**Texte de lecture:**

+++++

Une commission intergouvernementale chargée d'étudier les problèmes concernant la coopération politique européenne avait été, en effet, instituée lors du Sommet européen de Paris les 10 et 11 février 1961. Lors du Sommet européen de Bonn, en juillet 1961 il avait été décidé par les chefs d’Etat et d gouvernement des Six que ce projet devait donner « forme à la volonté d'Union politique, déjà implicite dans les traités qui ont institué les Communautés européennes » .L’initiative gaullienne, que porte l’ambassadeur de France au Danemark Christian Fouchet, est un échec. Christian Fouchet a, auprès des partenaires européens de la France, défendu la vision gaullienne de l’Europe. Or l’Europe des Six ne réussit pas à s’accorder sur ce qu’on appelle le « Plan Fouchet », soit un texte qui proposait de revenir sur la logique fédérale de la construction européenne et d’y substituer un fonctionnement intergouvernemental. La loyauté de Christian Fouchet vis-à-vis du général de Gaulle lui vaut au reste d’être envoyé en Algérie comme Haut-commissaire après les accords d’Evian ; il vit des semaines difficiles dans cet entre-deux de l’histoire qu’est la période de mars à juillet 1962.
Après l’indépendance officielle de l’ancien territoire français, Christian Fouchet regagne la métropole et est nommé ministre délégué à l’Information le 12 septembre 1962. Il ne conserve cette responsabilité que quelques semaines, puisqu’il prend le portefeuille de l’Education nationale dans le gouvernement que forme Georges Pompidou après les législatives des 18 et 25 novembre 1962. L’un des défis auquel la France doit faire face en ces années 1960 est celui de la démocratisation de l’accès aux études supérieures, et donc de la massification. En 1963 des collèges d’enseignement secondaire (CES) sont mis en place et toute nouvelle création d’établissement de premier cycle doit prendre cette forme. Les CES comprennent trois filières : celle de l'enseignement général long (classique ou moderne long) aboutissant aux lycées et sanctionné par le baccalauréat ; un enseignement général court complété d'une classe complémentaire ou conduisant à l'enseignement professionnel en deux ans (CET) ; et un cycle de transition (6ème et 5ème) suivi d'un cycle terminal pratique. Il n’est pas encore question d’amener 80% d’une génération jusqu’au baccalauréat, mais la France a alors besoin de techniciens, d’ingénieurs et de cadres en général pour relever le défi de sa modernisation. Cette exigence est bien envisagée par l’exécutif mais, dans le détail, le Premier ministre Georges Pompidou se montre plus attaché aux formes traditionnelles de l’enseignement que son ministre de l’Education nationale. Les options de Christian Fouchet en matière de programmes scolaires ou de sélection sont, à cette époque, discrètement progressistes. Le ministre s’engage en faveur d’une amélioration très sensible de l’équipement scolaire et crée les Institut universitaires de technologie (IUT) en 1965-1966. Il s’agit, à ses yeux, d’une première étape vers la nécessaire réforme de l’Université.

+++++

**Lignes de données:**

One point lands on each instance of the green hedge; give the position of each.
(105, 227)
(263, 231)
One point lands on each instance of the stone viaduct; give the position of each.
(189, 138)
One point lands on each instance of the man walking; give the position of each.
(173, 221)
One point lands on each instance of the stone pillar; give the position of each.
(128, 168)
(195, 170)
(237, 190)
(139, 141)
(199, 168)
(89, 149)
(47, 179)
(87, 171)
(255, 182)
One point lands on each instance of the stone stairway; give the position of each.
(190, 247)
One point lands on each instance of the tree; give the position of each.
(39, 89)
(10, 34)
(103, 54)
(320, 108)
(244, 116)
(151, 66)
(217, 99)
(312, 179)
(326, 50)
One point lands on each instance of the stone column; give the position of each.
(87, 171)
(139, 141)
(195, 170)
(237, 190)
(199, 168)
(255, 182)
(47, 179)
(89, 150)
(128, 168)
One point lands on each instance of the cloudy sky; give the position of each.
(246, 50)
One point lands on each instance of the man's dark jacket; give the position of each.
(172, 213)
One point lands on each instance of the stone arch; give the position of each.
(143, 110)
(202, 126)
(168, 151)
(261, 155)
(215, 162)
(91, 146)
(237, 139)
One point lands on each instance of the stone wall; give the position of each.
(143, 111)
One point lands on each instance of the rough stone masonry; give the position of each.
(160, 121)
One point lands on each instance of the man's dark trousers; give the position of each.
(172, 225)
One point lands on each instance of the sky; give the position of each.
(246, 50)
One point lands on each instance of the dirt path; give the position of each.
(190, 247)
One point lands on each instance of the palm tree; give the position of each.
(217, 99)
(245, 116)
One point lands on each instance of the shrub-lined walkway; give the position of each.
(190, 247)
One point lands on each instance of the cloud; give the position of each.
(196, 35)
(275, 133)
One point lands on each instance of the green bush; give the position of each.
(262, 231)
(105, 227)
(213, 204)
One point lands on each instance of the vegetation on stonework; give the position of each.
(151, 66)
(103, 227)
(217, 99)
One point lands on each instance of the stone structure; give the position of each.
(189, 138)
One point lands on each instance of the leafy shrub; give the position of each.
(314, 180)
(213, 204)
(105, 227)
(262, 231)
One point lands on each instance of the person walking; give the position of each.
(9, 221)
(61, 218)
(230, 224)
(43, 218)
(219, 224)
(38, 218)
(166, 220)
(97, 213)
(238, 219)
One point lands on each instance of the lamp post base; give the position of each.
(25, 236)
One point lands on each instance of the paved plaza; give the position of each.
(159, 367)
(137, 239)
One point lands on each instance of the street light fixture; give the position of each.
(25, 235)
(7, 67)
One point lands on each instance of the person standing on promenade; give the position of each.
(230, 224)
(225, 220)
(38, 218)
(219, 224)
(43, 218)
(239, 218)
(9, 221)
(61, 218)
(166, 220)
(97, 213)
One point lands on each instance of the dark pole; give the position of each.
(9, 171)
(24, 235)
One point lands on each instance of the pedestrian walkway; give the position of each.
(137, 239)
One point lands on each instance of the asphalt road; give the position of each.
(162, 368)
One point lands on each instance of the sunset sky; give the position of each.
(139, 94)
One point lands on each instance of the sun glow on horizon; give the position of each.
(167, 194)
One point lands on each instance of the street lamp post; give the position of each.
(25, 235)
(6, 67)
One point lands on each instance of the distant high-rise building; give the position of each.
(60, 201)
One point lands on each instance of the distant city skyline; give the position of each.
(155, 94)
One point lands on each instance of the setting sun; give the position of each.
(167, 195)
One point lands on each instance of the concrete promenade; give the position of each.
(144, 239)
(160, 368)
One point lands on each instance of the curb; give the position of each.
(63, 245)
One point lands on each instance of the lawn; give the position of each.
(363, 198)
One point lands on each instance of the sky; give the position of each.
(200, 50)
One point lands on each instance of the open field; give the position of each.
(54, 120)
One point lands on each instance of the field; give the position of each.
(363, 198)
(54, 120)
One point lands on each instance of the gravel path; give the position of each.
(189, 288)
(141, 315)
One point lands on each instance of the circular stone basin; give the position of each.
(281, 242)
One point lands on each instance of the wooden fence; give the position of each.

+++++

**Consignes à suivre:**
(a) Réécrivez plus brièvement le paragraphe du texte sur Christian Fouchet qui commence par « Après l’indépendance officielle », en conservant ses faits principaux.
(b) D’après le texte sur Christian Fouchet, en quelle année les collèges d’enseignement secondaire sont-ils mis en place ?
Les enregistrements n’ont aucun rapport avec le texte sur Christian Fouchet.

**Réponses par consigne:**
(a)
Revenu en métropole après l’indépendance de l’Algérie, Christian Fouchet devient ministre délégué à l’Information le 12 septembre 1962. Quelques semaines plus tard, il prend l’Education nationale dans le gouvernement formé par Georges Pompidou après les législatives de novembre 1962. La France doit alors démocratiser l’accès aux études supérieures et former des techniciens, des ingénieurs et des cadres pour se moderniser. En 1963 sont créés les collèges d’enseignement secondaire (CES), qui comptent trois filières :
- un enseignement général long menant au baccalauréat ;
- un enseignement général court, complété d’une classe complémentaire ou conduisant à l’enseignement professionnel en deux ans ;
- un cycle de transition suivi d’un cycle terminal pratique.

Plus discrètement progressiste que Pompidou, attaché aux formes traditionnelles de l’enseignement, Fouchet améliore nettement l’équipement scolaire. Il crée les IUT en 1965-1966, qu’il voit comme une première étape vers la réforme de l’Université.

(b) En 1963.